TAREFAS E EXERCÍCIOS.
1. Com base no texto sobre os apoiadores de Lula, explique, em uma a três frases, por que o jornalismo tradicional "fez o L".
2. Dê continuidade ao texto sobre os apoiadores de Lula a partir da última frase apresentada.

TRECHO SELECIONADO.
+-------+

Garota propaganda do TSE.| Foto: Reprodução do Twitter
Ouça este conteúdo

Creio que tenha sido Kim Paim o autor da sacada: o apoiador de Lula é o fã da Anitta. Não é mais a esquerda raiz, que foi deglutida pelo progressismo. O jornalismo tradicional fez o L só por não conseguir emplacar uma “terceira via”, e não hesita em atacar o governo caso ele se distancie da Agenda 2030 e se aproxime dos regimes orientais. Se Lula cair e entrar Alckmin, os esforços dessa turma serão recompensados. Já Bolsonaro, por mais que haja um grande esforço para pintá-lo como xucro, conta com a maior parte da classe média trabalhadora. Odiada por Chauí e quejandos, a classe média é a mais politizada e afeita às discussões.

CARREGANDO :)

E Lula, quem o apoia de verdade, e não como um cavalo da terceira via? A esquerda tradicional não gosta da sua subserviência a Biden; os intelectuais mais antigos têm sua inteligência insultada quando têm de aclamar alguém como Djamila Ribeiro (que não faz um O com um copo ao tentar escrever sobre a história nacional); os homens, maioria em qualquer grupo partidário, são tachados de estupradores potenciais. Quem apoia Lula de verdade, na classe média? Os fãs da Anitta, de Felipe Neto etc. O xovem seguidor de influencer, aquele para quem o TSE fez campanha pedindo para tirar o título.

+-------+

DADOS BRUTOS.
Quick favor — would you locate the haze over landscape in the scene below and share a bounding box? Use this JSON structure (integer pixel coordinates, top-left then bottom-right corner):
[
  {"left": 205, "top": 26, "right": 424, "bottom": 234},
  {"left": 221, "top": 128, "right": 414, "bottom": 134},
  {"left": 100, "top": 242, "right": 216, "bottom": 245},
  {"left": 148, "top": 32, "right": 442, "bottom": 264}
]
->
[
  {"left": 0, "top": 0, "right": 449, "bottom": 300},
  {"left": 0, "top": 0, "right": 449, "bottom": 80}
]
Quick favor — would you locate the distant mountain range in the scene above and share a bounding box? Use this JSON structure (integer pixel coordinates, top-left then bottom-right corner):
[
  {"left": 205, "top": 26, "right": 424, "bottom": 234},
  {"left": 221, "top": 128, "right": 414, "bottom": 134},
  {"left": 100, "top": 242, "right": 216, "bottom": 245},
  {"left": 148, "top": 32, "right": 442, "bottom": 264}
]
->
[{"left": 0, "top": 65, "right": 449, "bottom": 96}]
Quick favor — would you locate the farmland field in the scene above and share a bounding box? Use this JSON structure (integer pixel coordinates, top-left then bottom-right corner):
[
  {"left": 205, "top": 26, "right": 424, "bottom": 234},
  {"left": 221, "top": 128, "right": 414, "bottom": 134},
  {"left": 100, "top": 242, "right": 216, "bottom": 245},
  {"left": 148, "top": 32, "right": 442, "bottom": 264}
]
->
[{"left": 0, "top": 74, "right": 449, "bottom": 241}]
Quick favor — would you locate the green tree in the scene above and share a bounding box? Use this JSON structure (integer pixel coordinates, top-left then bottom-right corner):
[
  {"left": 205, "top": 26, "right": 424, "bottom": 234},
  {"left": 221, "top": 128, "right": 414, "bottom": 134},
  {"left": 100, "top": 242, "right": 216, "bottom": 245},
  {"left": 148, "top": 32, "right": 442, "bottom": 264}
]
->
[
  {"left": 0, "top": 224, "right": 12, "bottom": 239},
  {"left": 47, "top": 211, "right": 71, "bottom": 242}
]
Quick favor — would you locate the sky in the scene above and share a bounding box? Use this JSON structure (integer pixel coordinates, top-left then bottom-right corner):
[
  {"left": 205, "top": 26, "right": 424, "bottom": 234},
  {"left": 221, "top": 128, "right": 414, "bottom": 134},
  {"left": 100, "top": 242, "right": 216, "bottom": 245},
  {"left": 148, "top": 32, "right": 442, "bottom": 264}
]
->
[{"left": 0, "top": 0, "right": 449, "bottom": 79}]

+-------+

RESPOSTAS DAS TAREFAS.
1. Segundo o texto, o jornalismo tradicional apoiou Lula apenas por não ter conseguido emplacar uma "terceira via". O mesmo jornalismo, porém, não hesita em atacar o governo caso ele se distancie da Agenda 2030 e se aproxime dos regimes orientais.

2.
E é justo o xovem o mais desagradado pelos recentes atos e falas de Lula: primeiro o ministro dele taxou as comprinhas da Shein, depois associou a “comunidade gamer” aos atentados em escolas (não pode: a narrativa oficial diz que é tudo culpa do extremismo da direita branca) e por fim ainda mencionou que, segundo dados da ONU, uns 15% da população tem “desequilíbrio de parafuso”, coisa que deve ser levada em conta ao se tratar dos atentados nas escolas. Num curto espaço de tempo, ele desagradou as blogueirinhas, os gamers e os viciados em remédios psiquiátricos. Ou seja: os fãs da Anitta e de Felipe Neto. Eu não queria estar na pele de quem tem de explicar a um velho cachaceiro bom vivant, ex-torneiro mecânico do ABC nascido no interior de Pernambuco, que ninguém liga mais para os intelectuais da USP, e que agora todo mundo só quer saber do Instagram. Já imaginaram ter de explicar a Lula o que é o Instagram? E será que Haddad, o uspiano chique, não estava sendo sincero ao dizer que não sabia o que era a Shein? Vá lá que soubesse por alto; talvez não tivesse ideia da importância da varejista chinesa. Muita gente (eu inclusa) só descobriu as dimensões da Shein no Brasil graças à confusão tributária.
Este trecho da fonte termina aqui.